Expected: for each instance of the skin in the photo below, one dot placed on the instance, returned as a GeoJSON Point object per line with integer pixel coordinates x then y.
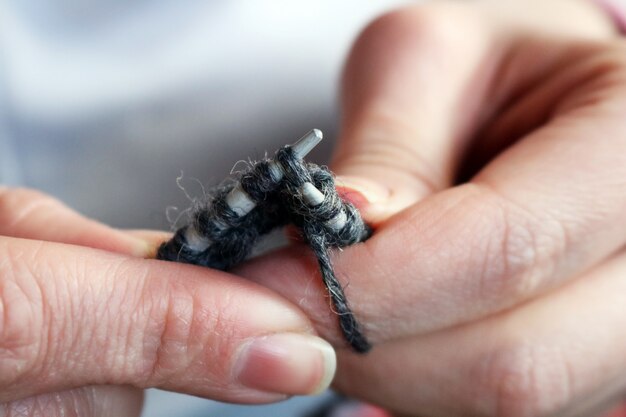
{"type": "Point", "coordinates": [485, 144]}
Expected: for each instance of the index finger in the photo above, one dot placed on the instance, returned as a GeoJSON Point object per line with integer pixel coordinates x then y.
{"type": "Point", "coordinates": [551, 206]}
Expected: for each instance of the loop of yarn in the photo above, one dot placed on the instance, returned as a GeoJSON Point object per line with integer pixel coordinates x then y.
{"type": "Point", "coordinates": [218, 237]}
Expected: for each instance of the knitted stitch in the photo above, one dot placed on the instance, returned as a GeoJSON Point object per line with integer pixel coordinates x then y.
{"type": "Point", "coordinates": [220, 237]}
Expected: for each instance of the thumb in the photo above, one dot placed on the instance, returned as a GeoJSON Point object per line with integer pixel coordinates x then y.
{"type": "Point", "coordinates": [401, 127]}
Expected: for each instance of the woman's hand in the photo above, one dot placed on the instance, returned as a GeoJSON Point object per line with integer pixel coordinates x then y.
{"type": "Point", "coordinates": [487, 144]}
{"type": "Point", "coordinates": [85, 323]}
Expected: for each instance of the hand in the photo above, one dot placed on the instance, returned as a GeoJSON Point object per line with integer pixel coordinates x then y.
{"type": "Point", "coordinates": [486, 143]}
{"type": "Point", "coordinates": [82, 330]}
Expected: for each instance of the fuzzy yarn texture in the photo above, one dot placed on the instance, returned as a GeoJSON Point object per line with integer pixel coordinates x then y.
{"type": "Point", "coordinates": [219, 237]}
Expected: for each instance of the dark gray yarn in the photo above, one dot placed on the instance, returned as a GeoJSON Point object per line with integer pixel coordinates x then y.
{"type": "Point", "coordinates": [279, 202]}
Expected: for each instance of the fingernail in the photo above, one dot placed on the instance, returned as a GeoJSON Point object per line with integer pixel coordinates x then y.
{"type": "Point", "coordinates": [286, 363]}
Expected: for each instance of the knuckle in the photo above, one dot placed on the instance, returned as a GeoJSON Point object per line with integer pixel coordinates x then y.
{"type": "Point", "coordinates": [78, 402]}
{"type": "Point", "coordinates": [185, 330]}
{"type": "Point", "coordinates": [523, 379]}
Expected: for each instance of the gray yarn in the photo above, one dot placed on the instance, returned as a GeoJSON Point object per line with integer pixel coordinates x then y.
{"type": "Point", "coordinates": [278, 202]}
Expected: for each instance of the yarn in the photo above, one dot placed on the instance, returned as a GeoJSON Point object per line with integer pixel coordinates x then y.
{"type": "Point", "coordinates": [270, 194]}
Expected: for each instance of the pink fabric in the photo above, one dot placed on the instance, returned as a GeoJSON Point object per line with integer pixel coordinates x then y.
{"type": "Point", "coordinates": [617, 10]}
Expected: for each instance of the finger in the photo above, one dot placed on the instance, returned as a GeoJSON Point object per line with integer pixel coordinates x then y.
{"type": "Point", "coordinates": [560, 355]}
{"type": "Point", "coordinates": [94, 401]}
{"type": "Point", "coordinates": [421, 81]}
{"type": "Point", "coordinates": [547, 209]}
{"type": "Point", "coordinates": [74, 316]}
{"type": "Point", "coordinates": [400, 130]}
{"type": "Point", "coordinates": [30, 214]}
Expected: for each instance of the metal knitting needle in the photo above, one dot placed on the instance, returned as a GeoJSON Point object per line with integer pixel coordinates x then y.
{"type": "Point", "coordinates": [241, 203]}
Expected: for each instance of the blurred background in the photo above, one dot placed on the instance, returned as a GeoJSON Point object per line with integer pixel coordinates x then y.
{"type": "Point", "coordinates": [104, 104]}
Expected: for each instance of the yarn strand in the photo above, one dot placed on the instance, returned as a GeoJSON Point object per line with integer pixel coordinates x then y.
{"type": "Point", "coordinates": [273, 193]}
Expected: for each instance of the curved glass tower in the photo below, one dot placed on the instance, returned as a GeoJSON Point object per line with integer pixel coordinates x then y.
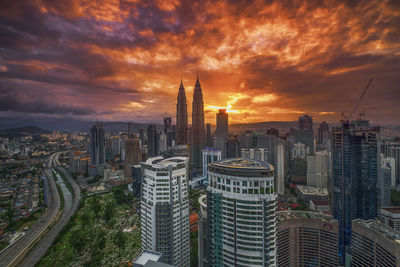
{"type": "Point", "coordinates": [241, 213]}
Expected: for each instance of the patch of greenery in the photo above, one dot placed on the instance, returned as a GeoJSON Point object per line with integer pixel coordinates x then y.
{"type": "Point", "coordinates": [95, 235]}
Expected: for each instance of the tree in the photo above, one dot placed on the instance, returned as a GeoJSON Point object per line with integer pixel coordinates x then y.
{"type": "Point", "coordinates": [120, 239]}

◆ WHAT YOU HAVE TO DO
Each record above must be retyped exactly as given, with the images excluded.

◆ ANSWER TO THE EXERCISE
Expected: for each instance of the skin in the photo below, one dot placed on the instance, returned as a GeoJSON Point object per line with integer pixel coordinates x then y.
{"type": "Point", "coordinates": [485, 144]}
Expected: for each instance of the index finger in the photo above, one dot placed on the instance, returned as a GeoJSON Point object per line with integer pixel coordinates x then y.
{"type": "Point", "coordinates": [551, 206]}
Expected: for each instance of the loop of yarn in the photo above, one dot placed on the instance, returned as a GeoJSON Point object per line with integer pixel coordinates x then y.
{"type": "Point", "coordinates": [218, 237]}
Expected: for each instance of the knitted stitch in the photo above, one dot placed on the instance, returned as a GeoJSON Point object per line with integer pixel coordinates x then y.
{"type": "Point", "coordinates": [220, 237]}
Expected: for each instance of the thumb in the photo above, one dot placed on the instance, returned as a GeoJSON Point object per line with integer pixel coordinates x then y.
{"type": "Point", "coordinates": [401, 127]}
Expected: for each instance of the woman's hand in the photo above, one dot placed on the instance, returned as a GeoJSON Point object per line with integer pixel coordinates x then y.
{"type": "Point", "coordinates": [487, 144]}
{"type": "Point", "coordinates": [85, 323]}
Expected: for each instance of the hand in the photo above, one dot placed on the instance, returned as a GeoJSON Point object per line with integer pixel coordinates x then y.
{"type": "Point", "coordinates": [486, 143]}
{"type": "Point", "coordinates": [82, 330]}
Expected: for each instance of the fuzzy yarn texture in the photo above, one dot placed on the instance, returned as a GeoJSON Point object per line with integer pixel coordinates x then y.
{"type": "Point", "coordinates": [219, 237]}
Expected: for each instance of the dark gray yarn in the photo above, one dot placed on the instance, returned as a GeoJSON Point object per line with integer pixel coordinates x then y.
{"type": "Point", "coordinates": [279, 202]}
Expected: for each instance of the fingernail in the photo above, one dot placed on the instance, returned as a GeoJSON Point object per line with integer pixel coordinates x then y.
{"type": "Point", "coordinates": [286, 363]}
Expected: for each instance of the knuckle in the photo above, one dot placed on the instance, returned as a GeoJSON Point object per line with integer pixel coordinates x then y.
{"type": "Point", "coordinates": [78, 402]}
{"type": "Point", "coordinates": [185, 330]}
{"type": "Point", "coordinates": [523, 379]}
Expected: for each instance of the gray yarn in the photo above, one dot placed on the instance, returned as a GeoJSON Point object per line with integer pixel coordinates x then y.
{"type": "Point", "coordinates": [278, 202]}
Expected: for each instance of the yarn in the photo above, one dot placed on the instance, returned as a GeoJSON Point object per line with integer pixel coordinates x then y.
{"type": "Point", "coordinates": [270, 194]}
Expected: for each instance of the pink fabric in the photo above, one dot placed on the instance, returned as a GeoJSON Point object per line with integer pixel coordinates x then y.
{"type": "Point", "coordinates": [617, 10]}
Expected: for each instance of the finger in the photo above, one dot placed on the instance, returned as a GeoJSON Point object per line with integer pixel coordinates x then y.
{"type": "Point", "coordinates": [560, 355]}
{"type": "Point", "coordinates": [94, 401]}
{"type": "Point", "coordinates": [421, 81]}
{"type": "Point", "coordinates": [547, 209]}
{"type": "Point", "coordinates": [74, 316]}
{"type": "Point", "coordinates": [400, 130]}
{"type": "Point", "coordinates": [30, 214]}
Expected: for each instance of the metal knitting needle in the photo above, one dot placed on the instance, returned as a GeoJSON Point object per line with integer pixel coordinates x then y.
{"type": "Point", "coordinates": [241, 203]}
Expected: for each instance of the blurred background in the photo above, one dot placed on the instance, returned as a GeoJSON Point object per line with integer pixel coordinates x then y.
{"type": "Point", "coordinates": [104, 104]}
Expected: for each instance of the yarn strand in the photo above, one dot placed on the instance, returned as a GeoJSON Point object per line with integer pixel coordinates x then y.
{"type": "Point", "coordinates": [273, 193]}
Expected: for each instance of the curved glass tower in the photo below, one dot placed on the instance, returned as a GeoJSON Point object per line with integer pixel coordinates x then y.
{"type": "Point", "coordinates": [241, 213]}
Expected: for each instance of the patch of greenery in the photo above, one dot placed on the instance, returned as a GeoJSON Point object per line with integer pixel coordinates x then y.
{"type": "Point", "coordinates": [95, 235]}
Expected: for each instance of the tree in the photo above, one dot placed on the instance, returned as a GeoJSON Point object per line with integer pixel coordinates x then y.
{"type": "Point", "coordinates": [120, 239]}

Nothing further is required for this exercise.